#### WHAT IS REQUIRED:
An exact transcript of the records is what this task asks for.

RECORD EXCERPTS START

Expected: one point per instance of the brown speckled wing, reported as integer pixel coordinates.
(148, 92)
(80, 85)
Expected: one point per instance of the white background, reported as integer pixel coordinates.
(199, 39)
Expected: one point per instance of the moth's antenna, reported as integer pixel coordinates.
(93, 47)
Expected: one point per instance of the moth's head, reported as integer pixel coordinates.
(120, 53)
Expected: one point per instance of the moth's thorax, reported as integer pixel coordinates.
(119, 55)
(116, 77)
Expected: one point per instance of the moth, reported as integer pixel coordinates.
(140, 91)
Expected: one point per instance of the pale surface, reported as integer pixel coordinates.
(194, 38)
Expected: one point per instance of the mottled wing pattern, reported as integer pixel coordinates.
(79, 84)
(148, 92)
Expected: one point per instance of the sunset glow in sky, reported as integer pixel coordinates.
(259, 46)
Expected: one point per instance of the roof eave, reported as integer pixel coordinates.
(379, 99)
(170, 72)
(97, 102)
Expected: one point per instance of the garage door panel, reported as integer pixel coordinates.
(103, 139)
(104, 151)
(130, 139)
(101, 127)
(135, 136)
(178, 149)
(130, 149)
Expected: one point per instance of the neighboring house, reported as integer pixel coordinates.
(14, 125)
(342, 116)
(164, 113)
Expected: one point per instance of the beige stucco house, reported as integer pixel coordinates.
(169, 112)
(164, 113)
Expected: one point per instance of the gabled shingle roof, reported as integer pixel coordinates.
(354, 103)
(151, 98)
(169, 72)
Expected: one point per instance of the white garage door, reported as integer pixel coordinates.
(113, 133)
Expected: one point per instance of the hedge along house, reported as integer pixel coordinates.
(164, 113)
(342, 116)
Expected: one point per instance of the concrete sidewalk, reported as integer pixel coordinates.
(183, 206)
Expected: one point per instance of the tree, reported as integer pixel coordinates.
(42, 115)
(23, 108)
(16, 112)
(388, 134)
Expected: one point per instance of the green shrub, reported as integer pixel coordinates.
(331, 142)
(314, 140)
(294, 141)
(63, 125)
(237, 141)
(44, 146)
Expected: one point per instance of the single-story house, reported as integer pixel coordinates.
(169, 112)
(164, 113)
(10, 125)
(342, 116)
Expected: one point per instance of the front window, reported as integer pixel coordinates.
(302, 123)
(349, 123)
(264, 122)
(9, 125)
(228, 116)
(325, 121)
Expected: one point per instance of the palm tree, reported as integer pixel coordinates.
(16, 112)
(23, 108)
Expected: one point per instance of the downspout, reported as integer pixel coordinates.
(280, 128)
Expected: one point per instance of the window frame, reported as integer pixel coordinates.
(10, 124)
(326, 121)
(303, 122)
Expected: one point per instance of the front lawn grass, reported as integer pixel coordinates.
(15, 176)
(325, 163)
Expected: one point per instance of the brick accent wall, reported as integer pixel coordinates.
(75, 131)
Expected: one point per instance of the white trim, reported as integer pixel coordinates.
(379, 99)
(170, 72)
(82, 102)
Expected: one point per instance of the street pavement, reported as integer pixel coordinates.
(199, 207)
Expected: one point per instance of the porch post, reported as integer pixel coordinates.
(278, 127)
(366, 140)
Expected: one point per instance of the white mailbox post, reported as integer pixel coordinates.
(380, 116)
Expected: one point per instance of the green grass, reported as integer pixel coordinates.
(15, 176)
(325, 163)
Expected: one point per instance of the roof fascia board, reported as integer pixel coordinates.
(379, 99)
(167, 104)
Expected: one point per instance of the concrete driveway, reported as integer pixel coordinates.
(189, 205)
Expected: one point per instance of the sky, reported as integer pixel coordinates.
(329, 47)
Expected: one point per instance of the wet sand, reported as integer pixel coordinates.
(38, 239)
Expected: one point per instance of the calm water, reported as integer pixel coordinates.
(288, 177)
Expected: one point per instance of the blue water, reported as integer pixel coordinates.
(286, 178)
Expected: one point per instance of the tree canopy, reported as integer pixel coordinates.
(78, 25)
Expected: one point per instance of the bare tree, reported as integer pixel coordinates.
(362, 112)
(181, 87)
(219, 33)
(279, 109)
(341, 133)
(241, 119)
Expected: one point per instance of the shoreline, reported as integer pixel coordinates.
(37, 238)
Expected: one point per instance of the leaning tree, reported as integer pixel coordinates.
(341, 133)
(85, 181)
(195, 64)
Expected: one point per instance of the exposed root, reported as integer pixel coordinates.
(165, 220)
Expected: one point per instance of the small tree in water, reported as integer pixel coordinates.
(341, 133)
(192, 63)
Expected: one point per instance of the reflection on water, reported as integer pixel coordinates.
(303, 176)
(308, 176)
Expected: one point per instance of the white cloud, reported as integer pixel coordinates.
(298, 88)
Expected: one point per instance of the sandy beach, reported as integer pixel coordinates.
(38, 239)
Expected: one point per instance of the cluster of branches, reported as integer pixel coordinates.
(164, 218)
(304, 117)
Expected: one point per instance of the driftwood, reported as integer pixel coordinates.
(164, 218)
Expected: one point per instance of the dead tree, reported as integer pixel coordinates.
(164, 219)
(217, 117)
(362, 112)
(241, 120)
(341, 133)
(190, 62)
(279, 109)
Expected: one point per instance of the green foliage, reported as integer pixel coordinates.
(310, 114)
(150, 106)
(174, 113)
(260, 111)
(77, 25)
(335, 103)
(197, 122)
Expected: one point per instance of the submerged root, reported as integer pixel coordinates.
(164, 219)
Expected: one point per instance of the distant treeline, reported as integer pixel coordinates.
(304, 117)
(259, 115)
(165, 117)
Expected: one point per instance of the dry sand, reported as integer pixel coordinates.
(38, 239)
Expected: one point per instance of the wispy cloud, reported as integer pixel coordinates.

RECORD EXCERPTS END

#### EXERCISE RESULT:
Expected: one point per instance of the brown speckled wing, reported as integer pixel coordinates.
(148, 92)
(80, 85)
Expected: one point per instance of the white background, reported as integer pixel coordinates.
(199, 39)
Expected: one point per instance of the moth's antenna, reported as integer pixel coordinates.
(93, 47)
Expected: one point per instance of the moth's head, reported as integer pixel coordinates.
(120, 53)
Expected: one point per instance of the moth's thorax, reported as integer pixel coordinates.
(119, 55)
(116, 77)
Expected: one point per instance of the moth, reported as integer pixel coordinates.
(140, 91)
Expected: one point per instance of the pale surface, reported as integer pixel coordinates.
(194, 38)
Expected: one point per instance of the mottled wing pattern, reported as integer pixel coordinates.
(79, 84)
(148, 92)
Expected: one point per instance of the sunset glow in sky, reported as integer pixel coordinates.
(259, 46)
Expected: one point per instance of the roof eave, reported as integer pixel coordinates.
(379, 99)
(170, 72)
(97, 102)
Expected: one point per instance of the garage door panel, reported as integer pixel coordinates.
(103, 139)
(104, 151)
(130, 139)
(101, 127)
(135, 136)
(178, 149)
(130, 149)
Expected: one point per instance of the neighboring house, reported as integer pixel coordinates.
(14, 125)
(342, 116)
(164, 113)
Expected: one point per instance of the beige stucco house, reported as integer pixel coordinates.
(169, 112)
(164, 113)
Expected: one point per instance of the gabled shingle roof, reported as integer pixel coordinates.
(354, 103)
(151, 98)
(169, 72)
Expected: one point per instance of the white garage door, reported as integer pixel coordinates.
(113, 133)
Expected: one point per instance of the hedge along house, reported as integer pixel coordinates.
(164, 113)
(342, 116)
Expected: one point per instance of the concrete sidewalk, reported as integer pixel coordinates.
(183, 206)
Expected: one point per instance of the tree, reported as integer pixel coordinates.
(42, 115)
(23, 108)
(16, 112)
(388, 134)
Expected: one point per instance of the green shrub, reported as integer pixel coordinates.
(331, 142)
(314, 140)
(294, 141)
(63, 125)
(237, 141)
(44, 146)
Expected: one point per instance of the single-story house, reported as integer pixel coordinates.
(169, 112)
(164, 113)
(10, 125)
(342, 116)
Expected: one point per instance of the front window, reported as integer pixel coordinates.
(302, 123)
(349, 123)
(264, 122)
(9, 125)
(228, 116)
(325, 121)
Expected: one point per instance of the palm tree, reported as integer pixel coordinates.
(16, 112)
(23, 108)
Expected: one point per instance of the downspout, reported as integer pixel coordinates.
(280, 128)
Expected: one point per instance of the window frame, reported as integer pixel coordinates.
(10, 124)
(326, 121)
(303, 122)
Expected: one point per instance of the front lawn grass, reported as integer pixel coordinates.
(15, 176)
(325, 163)
Expected: one point per instance of the brick accent wall, reported as integer pixel coordinates.
(75, 131)
Expected: one point per instance of the white trim, reported as integer pixel coordinates.
(379, 99)
(170, 72)
(82, 102)
Expected: one point per instance of the street pavement, reported as integer pixel coordinates.
(199, 207)
Expected: one point per instance of the porch post, reported as integer pixel coordinates.
(278, 127)
(366, 140)
Expected: one point per instance of the white mailbox post, reported as integer pixel coordinates.
(380, 116)
Expected: one point per instance of the green grass, reported as integer pixel coordinates.
(15, 176)
(325, 163)
Expected: one point per instance of the roof fascia board, reported as integer pixel coordinates.
(379, 99)
(167, 104)
Expected: one point per instance of the concrete driveway, reported as integer pixel coordinates.
(189, 205)
Expected: one point per instance of the sky, reported as integer pixel coordinates.
(329, 47)
Expected: one point per instance of the wet sand, reported as integer pixel coordinates.
(38, 239)
Expected: one point per instance of the calm water, reported as integer pixel coordinates.
(288, 177)
Expected: one point per instance of the blue water, reported as integer pixel coordinates.
(286, 178)
Expected: one point per instance of the tree canopy, reported as integer pixel coordinates.
(78, 25)
Expected: one point per instance of the bare tree, reported as integer pixel coordinates.
(362, 112)
(181, 87)
(219, 33)
(279, 109)
(341, 133)
(241, 119)
Expected: one point per instance of the shoreline, reported as integer pixel coordinates.
(37, 238)
Expected: one point per instance of the leaning tree, reported as integer pixel coordinates.
(341, 133)
(85, 181)
(195, 64)
Expected: one point per instance of the exposed root, reported as integer pixel coordinates.
(165, 220)
Expected: one point per instance of the small tree in water, reported as integer pixel coordinates.
(341, 133)
(192, 63)
Expected: one point per instance of the reflection on water, reported as integer pixel coordinates.
(303, 176)
(308, 176)
Expected: one point per instance of the white cloud, reported as integer pixel coordinates.
(298, 88)
Expected: one point per instance of the sandy beach, reported as integer pixel coordinates.
(38, 239)
Expected: one point per instance of the cluster of branches, reported as integer pixel coordinates.
(164, 218)
(304, 117)
Expected: one point per instance of the driftwood, reported as integer pixel coordinates.
(164, 218)
Expected: one point per instance of the dead tree, reported as integer pixel coordinates.
(164, 219)
(217, 117)
(362, 112)
(241, 120)
(341, 133)
(190, 62)
(279, 109)
Expected: one point per instance of the green foliage, reported as integer pixel coordinates.
(310, 114)
(150, 106)
(174, 113)
(260, 111)
(77, 25)
(335, 103)
(197, 122)
Expected: one point per instance of the submerged root, reported as integer pixel coordinates.
(164, 219)
Expected: one point per instance of the distant treeline, reported as integer pixel coordinates.
(304, 117)
(259, 115)
(165, 117)
Expected: one point per instance of the dry sand, reported as integer pixel coordinates.
(38, 239)
Expected: one point per instance of the wispy cloud, reported as integer pixel coordinates.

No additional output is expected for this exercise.